- _Directions for this task_
Give back a single figure: the number of lines in the entries below that contain "paddle".

Stored data
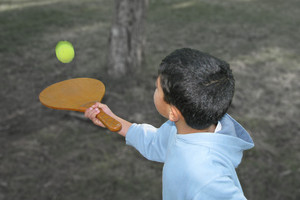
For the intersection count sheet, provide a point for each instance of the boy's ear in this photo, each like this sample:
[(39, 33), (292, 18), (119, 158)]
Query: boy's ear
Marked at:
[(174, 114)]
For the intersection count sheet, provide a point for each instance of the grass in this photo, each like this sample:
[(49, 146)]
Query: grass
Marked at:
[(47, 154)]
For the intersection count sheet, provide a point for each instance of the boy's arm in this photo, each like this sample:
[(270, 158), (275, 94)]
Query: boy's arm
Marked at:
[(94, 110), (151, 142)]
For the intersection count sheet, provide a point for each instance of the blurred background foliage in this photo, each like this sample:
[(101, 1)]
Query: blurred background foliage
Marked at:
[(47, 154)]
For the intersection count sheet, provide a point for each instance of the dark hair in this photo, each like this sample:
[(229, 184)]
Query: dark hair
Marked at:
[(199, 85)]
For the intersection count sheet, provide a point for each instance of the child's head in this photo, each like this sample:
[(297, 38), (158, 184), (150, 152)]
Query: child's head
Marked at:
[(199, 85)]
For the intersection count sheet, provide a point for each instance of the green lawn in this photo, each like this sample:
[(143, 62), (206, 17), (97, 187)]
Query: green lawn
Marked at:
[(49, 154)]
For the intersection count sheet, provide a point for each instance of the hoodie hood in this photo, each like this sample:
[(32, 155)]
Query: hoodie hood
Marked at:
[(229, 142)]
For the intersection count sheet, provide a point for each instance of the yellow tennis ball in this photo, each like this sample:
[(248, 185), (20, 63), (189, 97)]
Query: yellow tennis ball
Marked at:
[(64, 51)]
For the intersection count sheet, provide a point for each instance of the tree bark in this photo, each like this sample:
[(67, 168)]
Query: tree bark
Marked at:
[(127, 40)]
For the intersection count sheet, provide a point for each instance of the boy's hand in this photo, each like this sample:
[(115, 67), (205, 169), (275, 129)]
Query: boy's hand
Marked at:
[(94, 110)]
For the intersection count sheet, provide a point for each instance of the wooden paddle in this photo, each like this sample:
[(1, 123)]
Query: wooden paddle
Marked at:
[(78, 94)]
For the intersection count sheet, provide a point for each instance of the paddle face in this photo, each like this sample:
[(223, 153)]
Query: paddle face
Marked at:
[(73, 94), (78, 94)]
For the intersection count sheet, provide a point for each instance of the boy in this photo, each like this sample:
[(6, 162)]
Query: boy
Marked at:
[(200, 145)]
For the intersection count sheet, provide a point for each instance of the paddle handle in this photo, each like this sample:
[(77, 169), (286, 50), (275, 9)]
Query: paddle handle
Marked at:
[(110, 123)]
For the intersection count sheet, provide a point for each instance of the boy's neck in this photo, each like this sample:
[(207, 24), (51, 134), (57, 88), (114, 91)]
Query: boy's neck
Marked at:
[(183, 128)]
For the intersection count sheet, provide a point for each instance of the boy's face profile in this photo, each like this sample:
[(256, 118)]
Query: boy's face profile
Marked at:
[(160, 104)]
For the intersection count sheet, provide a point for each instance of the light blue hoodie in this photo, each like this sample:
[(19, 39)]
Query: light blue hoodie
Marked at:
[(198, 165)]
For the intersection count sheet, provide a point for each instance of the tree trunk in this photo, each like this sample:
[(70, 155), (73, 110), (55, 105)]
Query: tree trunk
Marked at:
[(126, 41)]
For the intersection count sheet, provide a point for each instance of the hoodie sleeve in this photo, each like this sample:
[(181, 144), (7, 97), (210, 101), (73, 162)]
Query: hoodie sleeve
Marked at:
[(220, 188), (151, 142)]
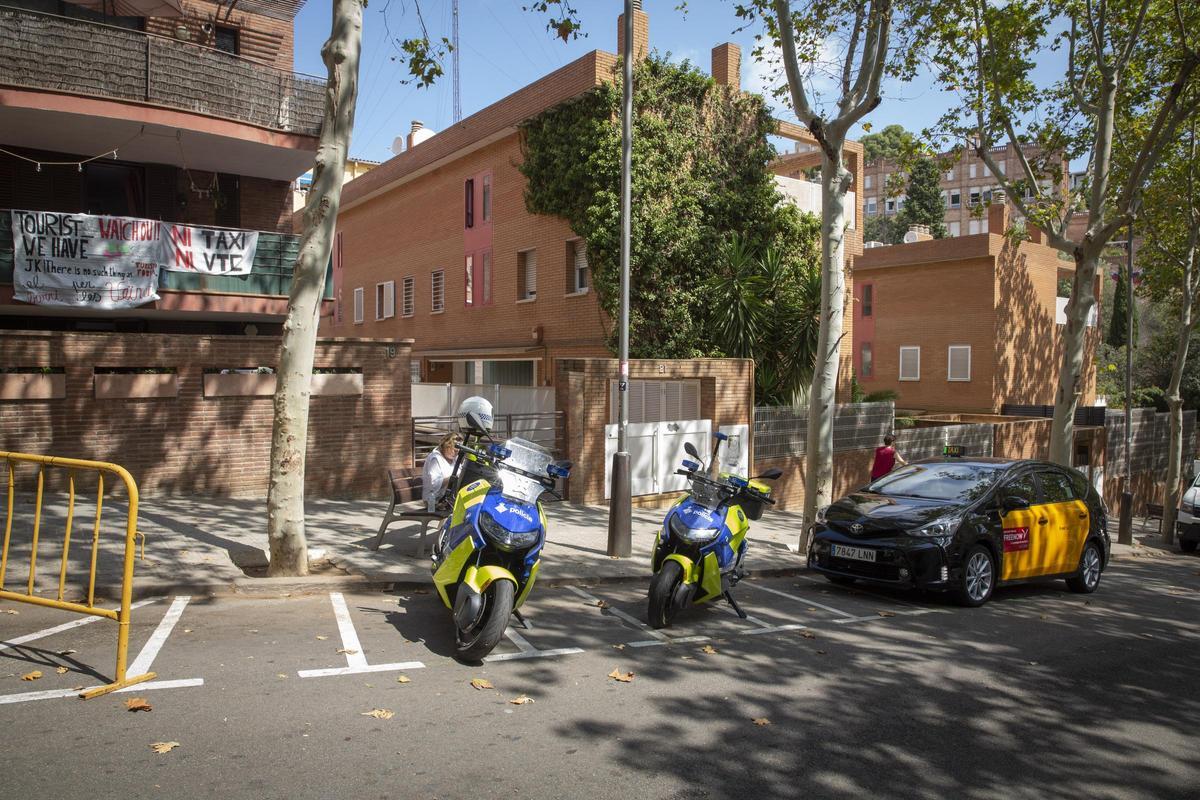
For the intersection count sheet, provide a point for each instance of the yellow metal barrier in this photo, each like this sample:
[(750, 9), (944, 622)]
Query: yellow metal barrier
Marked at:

- _Solved problem_
6